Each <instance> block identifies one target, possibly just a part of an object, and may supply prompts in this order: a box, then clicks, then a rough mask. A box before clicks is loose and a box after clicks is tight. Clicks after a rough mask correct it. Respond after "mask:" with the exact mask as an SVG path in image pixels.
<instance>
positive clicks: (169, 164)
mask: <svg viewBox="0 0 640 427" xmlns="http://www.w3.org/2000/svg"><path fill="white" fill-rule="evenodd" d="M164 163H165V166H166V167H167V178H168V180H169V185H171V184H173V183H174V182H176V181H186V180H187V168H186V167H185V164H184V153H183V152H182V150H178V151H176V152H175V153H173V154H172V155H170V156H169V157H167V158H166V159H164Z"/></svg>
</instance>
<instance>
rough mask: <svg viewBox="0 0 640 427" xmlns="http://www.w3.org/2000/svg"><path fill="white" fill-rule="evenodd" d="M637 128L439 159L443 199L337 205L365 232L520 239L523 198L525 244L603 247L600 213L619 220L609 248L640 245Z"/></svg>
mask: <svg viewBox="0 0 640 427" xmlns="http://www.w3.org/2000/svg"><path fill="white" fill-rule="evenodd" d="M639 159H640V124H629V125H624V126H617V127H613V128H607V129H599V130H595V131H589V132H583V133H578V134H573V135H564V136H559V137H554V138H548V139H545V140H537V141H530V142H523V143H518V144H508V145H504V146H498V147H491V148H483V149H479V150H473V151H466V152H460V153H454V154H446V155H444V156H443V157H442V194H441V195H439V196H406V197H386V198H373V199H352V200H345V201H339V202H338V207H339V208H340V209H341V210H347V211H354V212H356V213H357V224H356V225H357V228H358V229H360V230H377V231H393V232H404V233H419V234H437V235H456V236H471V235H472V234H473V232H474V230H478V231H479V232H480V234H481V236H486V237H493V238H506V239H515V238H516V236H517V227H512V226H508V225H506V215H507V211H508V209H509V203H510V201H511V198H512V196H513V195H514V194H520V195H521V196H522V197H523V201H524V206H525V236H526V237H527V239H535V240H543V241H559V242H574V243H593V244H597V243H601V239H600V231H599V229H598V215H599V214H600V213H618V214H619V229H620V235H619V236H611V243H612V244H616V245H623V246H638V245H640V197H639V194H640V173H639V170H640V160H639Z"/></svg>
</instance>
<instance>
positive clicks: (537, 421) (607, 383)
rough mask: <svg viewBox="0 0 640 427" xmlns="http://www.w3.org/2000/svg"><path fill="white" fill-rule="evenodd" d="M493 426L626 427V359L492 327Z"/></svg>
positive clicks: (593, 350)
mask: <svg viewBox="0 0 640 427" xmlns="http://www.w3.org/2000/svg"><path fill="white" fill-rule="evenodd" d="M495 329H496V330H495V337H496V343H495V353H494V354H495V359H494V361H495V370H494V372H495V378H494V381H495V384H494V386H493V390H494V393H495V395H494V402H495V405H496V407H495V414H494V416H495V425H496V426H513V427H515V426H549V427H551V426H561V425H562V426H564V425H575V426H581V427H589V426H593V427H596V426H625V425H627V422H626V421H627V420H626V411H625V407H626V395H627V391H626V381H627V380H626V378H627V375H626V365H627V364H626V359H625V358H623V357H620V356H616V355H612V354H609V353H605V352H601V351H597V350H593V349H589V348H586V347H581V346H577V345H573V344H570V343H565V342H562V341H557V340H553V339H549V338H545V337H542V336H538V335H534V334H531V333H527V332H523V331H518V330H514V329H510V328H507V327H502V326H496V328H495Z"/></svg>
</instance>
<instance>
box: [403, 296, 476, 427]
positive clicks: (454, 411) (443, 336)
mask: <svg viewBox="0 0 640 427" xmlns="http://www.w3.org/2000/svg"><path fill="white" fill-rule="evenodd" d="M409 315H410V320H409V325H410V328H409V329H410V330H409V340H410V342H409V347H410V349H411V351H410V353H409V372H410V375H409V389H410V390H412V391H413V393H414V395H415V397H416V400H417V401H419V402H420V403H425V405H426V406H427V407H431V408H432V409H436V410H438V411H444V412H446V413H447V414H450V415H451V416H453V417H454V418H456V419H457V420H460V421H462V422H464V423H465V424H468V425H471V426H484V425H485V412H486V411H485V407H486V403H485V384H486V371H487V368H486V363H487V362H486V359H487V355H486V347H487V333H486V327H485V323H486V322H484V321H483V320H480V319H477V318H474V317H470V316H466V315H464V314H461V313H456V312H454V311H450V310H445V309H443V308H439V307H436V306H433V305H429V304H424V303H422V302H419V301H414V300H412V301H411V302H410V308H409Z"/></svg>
----------
## [PROBLEM DETAILS]
Copy the lines above word for word, with every character unchanged.

## [RESPONSE]
Each <instance> block identifies one target, possibly just a part of an object, and may supply prompts in this order: a box, then clicks, then a rough mask. A box before clicks is loose and a box after clicks is tight. Clicks after a rough mask correct it. Respond after "mask:" with the exact mask as an SVG path in image pixels.
<instance>
positive clicks: (169, 164)
mask: <svg viewBox="0 0 640 427" xmlns="http://www.w3.org/2000/svg"><path fill="white" fill-rule="evenodd" d="M164 163H165V166H166V167H167V178H168V180H169V185H171V184H173V183H174V182H176V181H186V180H187V168H186V167H185V164H184V153H183V152H182V150H178V151H176V152H175V153H173V154H172V155H170V156H169V157H167V158H166V159H164Z"/></svg>
</instance>
<instance>
rough mask: <svg viewBox="0 0 640 427" xmlns="http://www.w3.org/2000/svg"><path fill="white" fill-rule="evenodd" d="M637 128L439 159L443 199L337 205L365 232L520 239L523 198L525 244L603 247L600 213L619 220L609 248L640 245Z"/></svg>
mask: <svg viewBox="0 0 640 427" xmlns="http://www.w3.org/2000/svg"><path fill="white" fill-rule="evenodd" d="M639 159H640V124H629V125H624V126H617V127H613V128H607V129H599V130H595V131H589V132H583V133H578V134H573V135H564V136H559V137H554V138H548V139H545V140H537V141H530V142H523V143H518V144H508V145H504V146H498V147H491V148H483V149H479V150H473V151H466V152H460V153H454V154H446V155H444V156H443V157H442V194H441V195H439V196H406V197H386V198H373V199H352V200H345V201H339V202H338V207H339V208H340V209H341V210H347V211H354V212H356V213H357V224H356V225H357V228H358V229H360V230H377V231H393V232H404V233H419V234H437V235H456V236H471V235H472V234H473V232H474V230H478V231H479V232H480V234H481V236H486V237H493V238H506V239H515V238H516V236H517V227H512V226H508V225H506V215H507V211H508V209H509V203H510V201H511V198H512V196H513V195H514V194H520V195H521V196H522V197H523V201H524V206H525V236H526V237H527V239H535V240H543V241H559V242H574V243H593V244H597V243H601V239H600V231H599V229H598V215H599V214H600V213H618V214H619V229H620V235H619V236H611V243H612V244H616V245H623V246H638V245H640V197H639V194H640V173H639V170H640V160H639Z"/></svg>
</instance>
<instance>
positive clicks: (537, 421) (607, 383)
rough mask: <svg viewBox="0 0 640 427" xmlns="http://www.w3.org/2000/svg"><path fill="white" fill-rule="evenodd" d="M493 426L626 427V359L492 327Z"/></svg>
positive clicks: (593, 350)
mask: <svg viewBox="0 0 640 427" xmlns="http://www.w3.org/2000/svg"><path fill="white" fill-rule="evenodd" d="M495 329H496V330H495V337H496V343H495V353H494V354H495V359H494V361H495V370H494V372H495V378H494V381H495V384H494V386H493V390H494V393H495V395H494V402H495V405H496V407H495V414H494V416H495V425H496V426H513V427H515V426H549V427H551V426H561V425H562V426H564V425H575V426H581V427H589V426H593V427H596V426H625V425H627V422H626V421H627V420H626V411H625V407H626V395H627V391H626V381H627V380H626V378H627V375H626V365H627V364H626V359H625V358H623V357H620V356H616V355H612V354H609V353H605V352H601V351H597V350H593V349H589V348H586V347H581V346H577V345H573V344H570V343H565V342H562V341H557V340H553V339H549V338H545V337H542V336H538V335H534V334H531V333H527V332H523V331H518V330H514V329H510V328H507V327H502V326H496V328H495Z"/></svg>
</instance>
<instance>
box: [403, 296, 476, 427]
positive clicks: (454, 411) (443, 336)
mask: <svg viewBox="0 0 640 427" xmlns="http://www.w3.org/2000/svg"><path fill="white" fill-rule="evenodd" d="M409 315H410V320H409V325H410V328H409V329H410V330H409V340H410V342H409V347H410V349H411V351H410V353H409V372H410V375H409V389H410V390H412V391H413V393H414V395H415V397H416V400H417V401H419V402H420V403H425V405H426V406H427V407H431V408H432V409H436V410H438V411H444V412H446V413H447V414H450V415H451V416H453V417H454V418H456V419H457V420H460V421H462V422H464V423H465V424H468V425H471V426H484V425H485V412H486V411H485V407H486V403H485V384H486V371H487V368H486V363H487V362H486V359H487V355H486V347H487V333H486V327H485V323H486V322H484V321H483V320H480V319H477V318H474V317H470V316H466V315H464V314H461V313H456V312H454V311H450V310H445V309H443V308H439V307H436V306H433V305H429V304H424V303H422V302H419V301H414V300H412V301H411V302H410V308H409Z"/></svg>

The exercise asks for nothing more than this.